Text passage.
━━━━━━━━━━━━━━━━

Lebanese fear ending up like Egypt

The economic side of Lebanon’s current crisis is examined at the Nation:

But in most conversations with people at the sit-in and protests, economic concerns quickly emerge: Siniora’s government is corrupt, has failed to reduce Lebanon’s crippling $41 billion public debt and has done little to improve people’s lives. Shiites are especially forgotten in the country’s economic planning. Many at the sit-in have been out of work for years, or lost their jobs after the recent war.

“Our country is getting poorer, and Siniora’s government is not talking about it,” says Hadi Mawla, a 22-year-old graphic design student who came from the dahiyeh on the protest’s first day, which drew hundreds of thousands to downtown. “Our standard of living is falling, while other Arab countries are improving. We Lebanese used to make fun of other Arab countries. Now they have great big cities like Dubai. And we’re going to end up like Egypt–with a very poor class, a very rich class and nothing in between.”

Nice to see the crisis being covered beyond the political element — at that dig at Egypt is rather amusing considering that the Egyptian government is always warning that it is afraid it will end up like Lebanon!

Also see: U.S. Readies Security Aid Package To Help Lebanon Counter Hezbollah

0 thoughts on “Lebanese fear ending up like Egypt”

  1. Hey thanks Mubarak , you have made even the lebanese mock us !!! we used to be the top country in the middle east and thanks to you and your looters we have sunken to the depth of the ocean . Once again I thank you

  2. The artical appears to put the whole blame on the Government without attributing any blame on Hizballah and the Shiites for starting a war with Israel which caused an unpseakable amount of destruction and loss of anticipated income from summer tourism and investments. The shiites have no one to blame but themselves for their economic misery.

  3. Has Literary Review always been this bad?

    From the December/January issue, a gushing review (no group are as intellectually incestuous as the neocons) of David-Pryce Jones’ latest screed:

    “As I write, it is exactly a year since the desolate banlieues of France erupted in an orgy of violence, on a scale which had not been seen for generations. At the time, these riots were blamed on social exclusion. Since then, it has become clear that the rioters are not just ‘immigrants’ or ‘youths’, but are first and foremost Muslims. When they set light to a car, their cry is often: ‘Allahu akhbar!’ (‘Allah is great!’)”

    http://www.literaryreview.co.uk/johnson_12_06.html

    “First and foremost Muslim”?

    Are they willfully stupid or just liars?

━━━━━━━━━━━━━━━━

Data.
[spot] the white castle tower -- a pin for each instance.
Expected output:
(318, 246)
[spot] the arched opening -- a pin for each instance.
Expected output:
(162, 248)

━━━━━━━━━━━━━━━━

What you will do.
(1) Repeat the post on Lebanon's economic fears word for word, starting at "3. Has Literary" and ending at "or just liars?".
(2) Write what comes next in the post on Lebanon's economic fears, picking up after its final line.
The entries won't be needed here.

Final answers.
(1)
3. Has Literary Review always been this bad?

    From the December/January issue, a gushing review (no group are as intellectually incestuous as the neocons) of David-Pryce Jones’ latest screed:

    “As I write, it is exactly a year since the desolate banlieues of France erupted in an orgy of violence, on a scale which had not been seen for generations. At the time, these riots were blamed on social exclusion. Since then, it has become clear that the rioters are not just ‘immigrants’ or ‘youths’, but are first and foremost Muslims. When they set light to a car, their cry is often: ‘Allahu akhbar!’ (‘Allah is great!’)”

    http://www.literaryreview.co.uk/johnson_12_06.html

    “First and foremost Muslim”?

    Are they willfully stupid or just liars?

(2)
  4. Beacon – that article was incredible! Especially this idea that French foreign policy has been pro-Arab and anti-Israel. After all it was with French help that the Israelis got the nuclear bomb, and there has been and still is a strong pro-Israel constituency in French political circles, notably among socialists (note S. Royal’s recent trip to Israel.) Part of the right has been pro-Arab only in the sense that it has had business connections with virtually every Arab dictator, usually to act as mediators for big business and the arms trade. There is nothing positive about that kind of pro-Arab attitude. And N. Sarkozy today is fairly pro-Israel, making the two leading presidential candidates more pro-Israel than not.

    As for anti-Semitism in France, it is a long tradition — who protected Maurice Papon and other Nazi collaborators for decades? Algerian blue collar immigrants? I find many Frenchmen very often casually anti-Semitic, without having the (partial) excuse of being poor North African immigrants who are angry about Israel/Palestine and their exclusion for the society they live in. France does not have a Muslim problem as much as it has a delinquency problem…

  5. France does not have a Muslim problem as much as it has a delinquency problem…

    That has been pretty well established by not only French intelligence [Direction Centrale des Renseignements Généraux (Central Direction of General Intelligence)], but pretty much EVERYONE except maybe the American Right (neoconservatives especially; it’s a pet cause for them, i think).

  6. The Nation? Puh-lease. Does anyone who has any meaningful decision-making authority in the world read The Nation?

    (Note that academics and members of the media do not belong in this category. They, instead, spend much of their time wallowing in the comfort of moral righteousness without after having to be held accountable for their views or act upon their written words to actually do something meaningful for this world’s citizens… Criticizing ‘those who do’ serves as a palliative for ‘those who write,’ for some odd reason. )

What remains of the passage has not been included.